-- Start Stored records --

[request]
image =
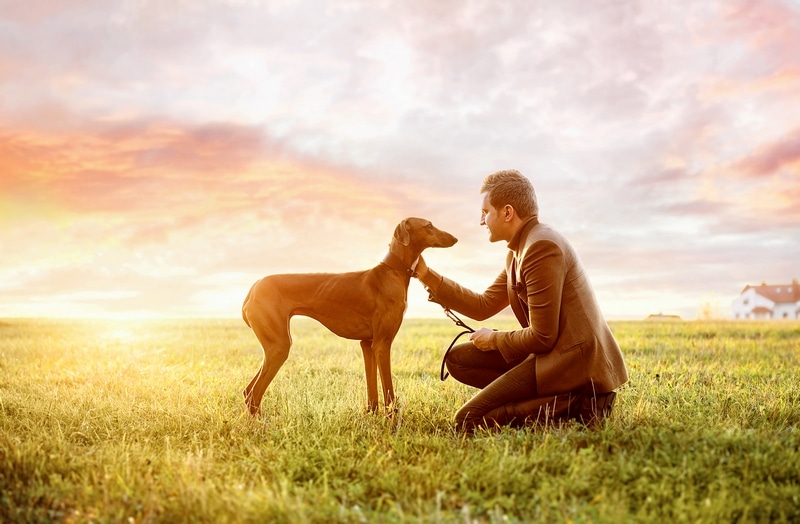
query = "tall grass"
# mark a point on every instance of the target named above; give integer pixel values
(144, 422)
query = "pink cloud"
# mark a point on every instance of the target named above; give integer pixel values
(769, 159)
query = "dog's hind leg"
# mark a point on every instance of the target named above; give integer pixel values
(371, 369)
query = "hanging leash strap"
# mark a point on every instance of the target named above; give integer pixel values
(443, 374)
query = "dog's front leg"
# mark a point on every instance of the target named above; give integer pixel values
(371, 369)
(383, 355)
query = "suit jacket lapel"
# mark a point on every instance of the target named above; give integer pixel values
(520, 309)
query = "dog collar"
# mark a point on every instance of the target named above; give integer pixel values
(394, 262)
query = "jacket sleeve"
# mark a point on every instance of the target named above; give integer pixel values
(543, 270)
(478, 306)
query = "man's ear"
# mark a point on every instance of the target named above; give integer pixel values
(401, 233)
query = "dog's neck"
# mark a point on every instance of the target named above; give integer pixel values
(397, 262)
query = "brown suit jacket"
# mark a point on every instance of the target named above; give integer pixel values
(562, 326)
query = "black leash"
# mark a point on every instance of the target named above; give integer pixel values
(460, 323)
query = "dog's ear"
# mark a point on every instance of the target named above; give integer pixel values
(401, 233)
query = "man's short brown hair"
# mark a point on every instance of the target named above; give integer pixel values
(511, 187)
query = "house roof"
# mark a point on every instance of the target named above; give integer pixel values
(778, 293)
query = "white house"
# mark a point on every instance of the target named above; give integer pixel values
(767, 302)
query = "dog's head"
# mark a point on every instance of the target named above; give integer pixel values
(422, 233)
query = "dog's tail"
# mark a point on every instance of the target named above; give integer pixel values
(244, 304)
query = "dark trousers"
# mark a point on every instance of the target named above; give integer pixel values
(508, 394)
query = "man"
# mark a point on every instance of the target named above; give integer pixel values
(564, 362)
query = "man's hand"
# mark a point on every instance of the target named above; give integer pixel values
(421, 269)
(481, 339)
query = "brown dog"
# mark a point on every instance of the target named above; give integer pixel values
(363, 305)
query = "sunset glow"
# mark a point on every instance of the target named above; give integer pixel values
(158, 158)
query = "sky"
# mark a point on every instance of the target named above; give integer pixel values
(157, 157)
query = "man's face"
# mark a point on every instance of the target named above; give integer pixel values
(490, 217)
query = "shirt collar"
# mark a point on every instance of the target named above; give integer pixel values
(513, 244)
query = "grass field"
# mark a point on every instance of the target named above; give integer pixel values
(144, 422)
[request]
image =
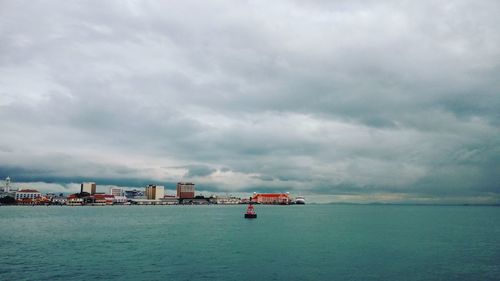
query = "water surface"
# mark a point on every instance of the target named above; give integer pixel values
(309, 242)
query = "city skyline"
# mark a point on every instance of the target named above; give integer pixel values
(352, 101)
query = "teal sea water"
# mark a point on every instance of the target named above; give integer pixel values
(310, 242)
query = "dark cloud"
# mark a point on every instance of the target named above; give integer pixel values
(327, 97)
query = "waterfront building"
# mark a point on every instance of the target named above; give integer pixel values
(154, 192)
(6, 188)
(27, 194)
(227, 200)
(89, 187)
(185, 190)
(59, 200)
(75, 199)
(272, 198)
(139, 194)
(120, 200)
(116, 191)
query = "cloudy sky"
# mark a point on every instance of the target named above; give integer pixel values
(354, 101)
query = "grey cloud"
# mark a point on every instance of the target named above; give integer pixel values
(325, 97)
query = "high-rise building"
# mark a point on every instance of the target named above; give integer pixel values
(116, 191)
(154, 192)
(89, 187)
(6, 188)
(185, 190)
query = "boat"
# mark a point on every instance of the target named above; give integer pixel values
(250, 214)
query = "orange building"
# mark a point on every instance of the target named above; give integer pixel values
(271, 198)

-- End Stored records --

Exclude the pictures. Write out the remaining data exactly.

[request]
image =
query = "tall grass"
# mark a point on every instance of the target named above; give integer pixel values
(144, 422)
query = "pink cloud"
# mark a point on every instance of the target named above; give integer pixel values
(769, 159)
query = "dog's hind leg"
# mark a point on every instance of the target named above; give integer pixel values
(371, 369)
query = "hanging leash strap"
# mark a point on every instance of the target named above; give integer pixel values
(443, 374)
query = "dog's front leg"
# mark a point on every instance of the target named above; give integer pixel values
(371, 369)
(383, 355)
query = "suit jacket lapel"
# mark a point on every instance of the target named above; give integer pixel values
(520, 309)
query = "dog collar"
# mark a point on every instance of the target named above; give integer pixel values
(394, 262)
query = "jacket sleeve"
# mark a point on every instance of the target named above; give integer pixel values
(543, 270)
(478, 306)
query = "man's ear"
# mark a point on every instance of the target named above; give integer pixel values
(401, 233)
query = "dog's neck"
# mark a point on every instance of the target named above; give integer pixel values
(397, 262)
query = "brown suit jacket"
# mark a point on every instance of the target named above; give integer pixel values
(562, 326)
query = "black leash"
# mark a point on every instance of the target named above; give integer pixel values
(460, 323)
query = "dog's ear"
# mark a point on every instance of the target named above; give integer pixel values
(401, 233)
query = "man's short brown hair"
# mark a point on every instance of the target named above; give integer pixel values
(511, 187)
query = "house roof"
# mark a point on every instance of the target named above; give integer pixel values
(778, 293)
query = "white house"
# mark a point on every instance of the target named above; give integer pixel values
(767, 302)
query = "dog's head"
# mark a point on every instance of the target named above; give integer pixel values
(422, 233)
query = "dog's tail"
# mark a point on every instance of the target named above; give integer pixel values
(244, 304)
query = "dark trousers"
# mark a point on every instance of the target named above; give integer pixel values
(508, 394)
query = "man"
# mark a point on every instance of the target named above; give integer pixel values
(564, 362)
query = "man's hand"
# mark a point on every instance of the target named above; give integer pixel values
(421, 269)
(481, 339)
query = "brown dog"
# mark a point on every instance of the target named above; give integer pixel values
(363, 305)
query = "sunset glow"
# mark a point on every instance of the target named above; give integer pixel values
(158, 158)
query = "sky"
# mark a point on every instance of the target named above; give integer pixel values
(157, 157)
query = "man's face"
# mark a point on every instance of the target named above; give integer pixel values
(490, 217)
query = "shirt collar"
# mark a point on every instance of the target named above; give integer pixel values
(513, 244)
query = "grass field"
# mark a point on every instance of the target named above; give integer pixel values
(144, 422)
[request]
image =
query = "water surface"
# mark a point on every instance of the target named above; give integer pixel values
(309, 242)
query = "city skyline"
# mark a point on every instance of the target named above; give integer pixel values
(352, 101)
query = "teal sea water"
# mark a point on every instance of the target named above; give integer pixel values
(310, 242)
query = "dark cloud"
# mark a point on every instance of the target named above; give integer pixel values
(327, 97)
query = "waterfront building"
# mark a point on every instance of the target named above; give integer pixel values
(154, 192)
(6, 188)
(27, 194)
(227, 200)
(89, 187)
(185, 190)
(59, 200)
(75, 199)
(272, 198)
(139, 194)
(120, 200)
(116, 191)
query = "cloudy sky"
# mark a point on every instance of the target named above; give integer pixel values
(354, 101)
query = "grey cloud"
# mark a point on every instance of the target named above; give integer pixel values
(325, 97)
query = "high-rise building"
# mark a point on every instance of the target named above; give integer pixel values
(116, 191)
(154, 192)
(89, 187)
(6, 188)
(185, 190)
query = "boat"
# mark a point on every instance of the target named above; give integer pixel values
(250, 214)
query = "orange building"
# mark a point on every instance of the target named above; give integer pixel values
(271, 198)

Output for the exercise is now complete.